> What you are asked to do: The answer is to contain only the line containing "Where would you say the spoon" and the lines after it through the last one, each reproduced exactly as it appears below.

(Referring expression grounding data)
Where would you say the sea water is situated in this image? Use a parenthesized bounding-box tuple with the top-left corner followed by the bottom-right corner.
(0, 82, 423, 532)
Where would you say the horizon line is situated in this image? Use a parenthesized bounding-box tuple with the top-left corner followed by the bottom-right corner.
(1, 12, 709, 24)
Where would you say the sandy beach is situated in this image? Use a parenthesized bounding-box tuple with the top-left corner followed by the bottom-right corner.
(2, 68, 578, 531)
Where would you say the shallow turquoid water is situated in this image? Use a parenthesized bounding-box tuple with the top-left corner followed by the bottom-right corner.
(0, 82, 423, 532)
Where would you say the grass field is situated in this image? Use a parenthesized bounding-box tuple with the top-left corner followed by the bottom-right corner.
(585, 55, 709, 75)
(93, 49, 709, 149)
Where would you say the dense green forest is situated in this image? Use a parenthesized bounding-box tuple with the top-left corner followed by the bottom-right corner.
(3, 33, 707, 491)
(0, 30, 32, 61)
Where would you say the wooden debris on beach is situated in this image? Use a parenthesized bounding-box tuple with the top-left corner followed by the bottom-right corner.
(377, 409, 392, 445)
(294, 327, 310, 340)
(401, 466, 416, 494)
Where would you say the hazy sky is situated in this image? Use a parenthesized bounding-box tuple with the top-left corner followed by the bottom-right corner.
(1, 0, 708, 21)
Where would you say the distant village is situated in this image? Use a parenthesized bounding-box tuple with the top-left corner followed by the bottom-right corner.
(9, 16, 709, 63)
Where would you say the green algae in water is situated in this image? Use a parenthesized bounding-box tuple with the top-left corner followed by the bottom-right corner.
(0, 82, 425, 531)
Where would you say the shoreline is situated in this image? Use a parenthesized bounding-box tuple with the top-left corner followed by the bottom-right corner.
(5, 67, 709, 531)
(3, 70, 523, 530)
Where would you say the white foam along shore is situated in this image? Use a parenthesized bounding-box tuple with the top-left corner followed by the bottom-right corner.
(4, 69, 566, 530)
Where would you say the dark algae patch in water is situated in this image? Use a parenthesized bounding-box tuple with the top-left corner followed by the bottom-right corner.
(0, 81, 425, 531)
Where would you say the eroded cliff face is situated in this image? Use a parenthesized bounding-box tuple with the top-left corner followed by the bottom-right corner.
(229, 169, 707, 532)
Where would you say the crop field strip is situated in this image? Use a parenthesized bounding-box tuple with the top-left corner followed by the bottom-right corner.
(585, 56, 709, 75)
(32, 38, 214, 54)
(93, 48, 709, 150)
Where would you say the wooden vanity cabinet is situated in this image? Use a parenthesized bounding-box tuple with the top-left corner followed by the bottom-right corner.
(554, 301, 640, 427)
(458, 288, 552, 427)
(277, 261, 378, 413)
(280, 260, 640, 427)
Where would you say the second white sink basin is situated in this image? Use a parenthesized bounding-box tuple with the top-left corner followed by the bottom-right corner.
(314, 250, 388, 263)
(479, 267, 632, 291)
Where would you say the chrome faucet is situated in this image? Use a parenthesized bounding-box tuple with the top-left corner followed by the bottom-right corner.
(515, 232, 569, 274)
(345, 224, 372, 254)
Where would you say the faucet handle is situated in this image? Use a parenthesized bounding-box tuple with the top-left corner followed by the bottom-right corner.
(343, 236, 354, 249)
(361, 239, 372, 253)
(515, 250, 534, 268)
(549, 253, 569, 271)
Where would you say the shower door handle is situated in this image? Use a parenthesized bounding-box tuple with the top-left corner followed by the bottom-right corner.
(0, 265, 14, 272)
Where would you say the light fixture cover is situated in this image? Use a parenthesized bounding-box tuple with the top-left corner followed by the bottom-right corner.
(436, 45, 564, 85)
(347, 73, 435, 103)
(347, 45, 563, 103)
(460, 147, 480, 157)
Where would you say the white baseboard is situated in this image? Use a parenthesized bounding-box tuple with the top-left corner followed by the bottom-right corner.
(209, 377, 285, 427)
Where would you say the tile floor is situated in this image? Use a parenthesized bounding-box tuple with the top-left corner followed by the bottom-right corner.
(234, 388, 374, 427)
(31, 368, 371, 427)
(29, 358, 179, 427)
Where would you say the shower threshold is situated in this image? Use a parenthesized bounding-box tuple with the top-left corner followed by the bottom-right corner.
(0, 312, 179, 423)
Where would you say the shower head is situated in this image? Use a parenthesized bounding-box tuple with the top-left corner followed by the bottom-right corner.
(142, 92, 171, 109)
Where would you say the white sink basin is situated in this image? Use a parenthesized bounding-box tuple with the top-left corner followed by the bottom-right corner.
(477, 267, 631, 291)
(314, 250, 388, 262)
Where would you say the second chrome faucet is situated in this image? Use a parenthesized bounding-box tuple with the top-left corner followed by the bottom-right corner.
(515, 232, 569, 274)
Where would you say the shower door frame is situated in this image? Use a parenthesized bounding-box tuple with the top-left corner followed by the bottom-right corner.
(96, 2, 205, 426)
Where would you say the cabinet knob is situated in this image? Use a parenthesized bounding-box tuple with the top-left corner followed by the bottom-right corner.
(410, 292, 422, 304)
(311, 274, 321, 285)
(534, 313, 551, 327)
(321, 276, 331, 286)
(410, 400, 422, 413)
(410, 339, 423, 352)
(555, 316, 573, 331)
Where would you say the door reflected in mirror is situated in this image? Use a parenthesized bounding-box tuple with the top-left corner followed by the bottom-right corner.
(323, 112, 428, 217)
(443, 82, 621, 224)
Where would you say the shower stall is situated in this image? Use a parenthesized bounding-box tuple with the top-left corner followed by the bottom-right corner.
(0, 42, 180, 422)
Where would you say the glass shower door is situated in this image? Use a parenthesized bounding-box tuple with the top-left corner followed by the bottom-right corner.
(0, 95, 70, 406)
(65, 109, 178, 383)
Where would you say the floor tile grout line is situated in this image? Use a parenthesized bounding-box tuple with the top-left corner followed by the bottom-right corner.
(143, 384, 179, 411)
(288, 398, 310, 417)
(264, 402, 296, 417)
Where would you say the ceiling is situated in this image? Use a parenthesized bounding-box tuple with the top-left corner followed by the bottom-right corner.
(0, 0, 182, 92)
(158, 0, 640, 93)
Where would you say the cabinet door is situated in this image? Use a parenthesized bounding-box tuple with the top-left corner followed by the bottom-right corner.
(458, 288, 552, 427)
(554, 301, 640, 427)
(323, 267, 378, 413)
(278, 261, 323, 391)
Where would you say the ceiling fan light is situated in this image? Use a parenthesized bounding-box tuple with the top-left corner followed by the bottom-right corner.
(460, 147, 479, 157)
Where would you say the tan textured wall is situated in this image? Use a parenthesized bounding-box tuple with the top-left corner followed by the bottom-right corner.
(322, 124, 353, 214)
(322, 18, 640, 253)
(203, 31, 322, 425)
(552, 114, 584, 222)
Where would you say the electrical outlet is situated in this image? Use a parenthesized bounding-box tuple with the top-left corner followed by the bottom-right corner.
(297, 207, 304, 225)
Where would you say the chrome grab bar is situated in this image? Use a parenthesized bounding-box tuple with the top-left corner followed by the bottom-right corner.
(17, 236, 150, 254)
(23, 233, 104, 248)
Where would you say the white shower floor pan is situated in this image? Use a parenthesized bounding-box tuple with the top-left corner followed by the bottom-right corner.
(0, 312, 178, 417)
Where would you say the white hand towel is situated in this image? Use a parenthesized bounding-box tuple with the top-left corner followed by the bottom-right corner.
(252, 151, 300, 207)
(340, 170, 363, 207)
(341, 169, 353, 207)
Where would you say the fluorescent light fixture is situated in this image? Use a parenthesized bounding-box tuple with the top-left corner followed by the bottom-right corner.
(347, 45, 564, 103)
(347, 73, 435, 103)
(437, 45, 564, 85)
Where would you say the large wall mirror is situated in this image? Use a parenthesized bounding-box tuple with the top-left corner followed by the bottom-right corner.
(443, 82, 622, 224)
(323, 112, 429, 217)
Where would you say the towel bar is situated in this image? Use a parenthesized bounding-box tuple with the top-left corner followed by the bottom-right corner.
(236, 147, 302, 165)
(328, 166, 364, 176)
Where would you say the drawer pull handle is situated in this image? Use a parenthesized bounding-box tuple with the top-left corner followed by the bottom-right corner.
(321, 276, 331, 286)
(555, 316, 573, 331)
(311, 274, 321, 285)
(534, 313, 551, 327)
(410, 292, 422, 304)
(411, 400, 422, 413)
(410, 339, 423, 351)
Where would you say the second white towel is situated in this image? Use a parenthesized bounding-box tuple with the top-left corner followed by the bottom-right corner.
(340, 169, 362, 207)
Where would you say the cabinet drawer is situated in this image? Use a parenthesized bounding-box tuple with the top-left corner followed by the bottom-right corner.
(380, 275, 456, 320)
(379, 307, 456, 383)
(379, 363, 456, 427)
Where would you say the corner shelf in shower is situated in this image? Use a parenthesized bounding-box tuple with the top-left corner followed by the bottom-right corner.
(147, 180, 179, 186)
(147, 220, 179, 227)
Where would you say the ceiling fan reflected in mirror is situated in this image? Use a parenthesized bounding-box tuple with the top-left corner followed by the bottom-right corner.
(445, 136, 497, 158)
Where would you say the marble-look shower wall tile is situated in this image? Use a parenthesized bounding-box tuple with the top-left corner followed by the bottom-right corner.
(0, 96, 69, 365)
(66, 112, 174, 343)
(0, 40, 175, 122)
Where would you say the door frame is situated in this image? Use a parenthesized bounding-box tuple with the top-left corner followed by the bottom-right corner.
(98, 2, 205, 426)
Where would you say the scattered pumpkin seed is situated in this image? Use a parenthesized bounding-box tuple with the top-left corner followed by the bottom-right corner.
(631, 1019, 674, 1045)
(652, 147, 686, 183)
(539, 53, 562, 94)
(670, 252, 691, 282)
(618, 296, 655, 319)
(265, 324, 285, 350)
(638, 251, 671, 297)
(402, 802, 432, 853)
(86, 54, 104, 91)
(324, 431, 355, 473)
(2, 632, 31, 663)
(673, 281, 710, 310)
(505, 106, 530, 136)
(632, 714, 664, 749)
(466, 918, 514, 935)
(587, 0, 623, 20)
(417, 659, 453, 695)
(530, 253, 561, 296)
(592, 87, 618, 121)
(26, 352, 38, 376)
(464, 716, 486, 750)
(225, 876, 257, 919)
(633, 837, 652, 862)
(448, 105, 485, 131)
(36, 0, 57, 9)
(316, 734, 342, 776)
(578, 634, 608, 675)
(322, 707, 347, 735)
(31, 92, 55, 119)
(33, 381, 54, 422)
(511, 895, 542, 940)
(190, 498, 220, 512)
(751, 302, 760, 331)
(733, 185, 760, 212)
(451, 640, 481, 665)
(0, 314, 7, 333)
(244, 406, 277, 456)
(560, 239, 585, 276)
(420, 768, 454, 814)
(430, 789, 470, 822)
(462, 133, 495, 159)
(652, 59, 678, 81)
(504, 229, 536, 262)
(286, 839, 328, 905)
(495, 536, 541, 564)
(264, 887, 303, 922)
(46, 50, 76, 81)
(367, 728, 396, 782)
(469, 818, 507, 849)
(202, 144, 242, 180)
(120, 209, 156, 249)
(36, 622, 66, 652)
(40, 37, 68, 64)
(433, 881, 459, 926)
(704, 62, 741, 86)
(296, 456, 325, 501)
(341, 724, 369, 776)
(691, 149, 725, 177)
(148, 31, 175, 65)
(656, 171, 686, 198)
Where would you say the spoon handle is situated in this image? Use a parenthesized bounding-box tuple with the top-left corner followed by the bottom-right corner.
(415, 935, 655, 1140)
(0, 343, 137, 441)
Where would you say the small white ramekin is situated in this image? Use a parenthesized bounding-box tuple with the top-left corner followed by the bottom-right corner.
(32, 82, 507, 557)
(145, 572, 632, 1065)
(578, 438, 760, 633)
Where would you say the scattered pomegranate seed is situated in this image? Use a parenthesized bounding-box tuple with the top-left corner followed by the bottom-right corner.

> Result of this task:
Where would you say the spoon handle is situated in this image? Use a parenthesized bounding-box tuple with the top-left corner followed by the bottom-right corner.
(415, 935, 655, 1140)
(0, 343, 137, 441)
Where would you say the small white ramekin is situated in this image? Use a parenthesized bounding-box tuple with the top-left corner followed by the bottom-right corner.
(32, 82, 507, 557)
(145, 572, 632, 1065)
(578, 438, 760, 633)
Where would you say the scattered pomegranate seed is situated in this image? Use a parenthesized bounding-box tuple with the top-left corner followed by the bottom-right corner.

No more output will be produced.